:: SELECTION

Control-Network-Systems/docs/Chapters/7-CONGESTION-AVOIDANCE.md

Congestion Avoidance

Internet can be represented as a huge number of links and buffers, where each buffer is technically a router.

Each time we send a packet, the time it gets to go from Point S to Point D is called One Way Delay or Forward Delay T_{fw}.

From Point D to Point S is called Backward Delay T_{bw}

The Round Trip Time (RTT) is: RTT = T_{fw} + T_{bw}

Phil Karn Algorithm

To get an RTT estimation, we sum all the delays introduced to physically transfer packets T_{pi} and the queue time of those T_{qi} on each node N_{i}.

RTT = \sum_i 
\underbrace{T_{pi}}_{
    \text{propagation delay}
} + 
\sum_i \underbrace{T_{qi}}_{
    \text{queueing delay}
}

While we can't control any T_{pi} as it is a physical constraint, we can control T_{qi}

Internet Delay Model

Variables

• Bw_Delay = e^{-sT_{bw}} : Backward Delay
• Fw_Delay = e^{-sT_{fw}} : Forward Delay
• q(t) : receiving data bits
• d(t) : disturbance or draining of the buffer \frac{bits}{s}
• AdW : Advertised Window (AKA free buffer space)
• G_c(s) : Controller that checks how much data can be sent to the receiver

Control

In order to control this, we need to model a Smith Predictor, working without delay first and then equaling the two systems later.

::::

• YOUR INSTRUCTIONS: Can you print the section of the congestion avoidance notes above, starting with "Internet Delay Model" and going on through "free buffer space)", word for word?

:: DATASET SECTION

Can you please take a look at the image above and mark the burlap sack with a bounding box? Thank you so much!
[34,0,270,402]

::::

• COMPLETED TASK:
Internet Delay Model

Variables

• Bw_Delay = e^{-sT_{bw}} : Backward Delay
• Fw_Delay = e^{-sT_{fw}} : Forward Delay
• q(t) : receiving data bits
• d(t) : disturbance or draining of the buffer \frac{bits}{s}
• AdW : Advertised Window (AKA free buffer space)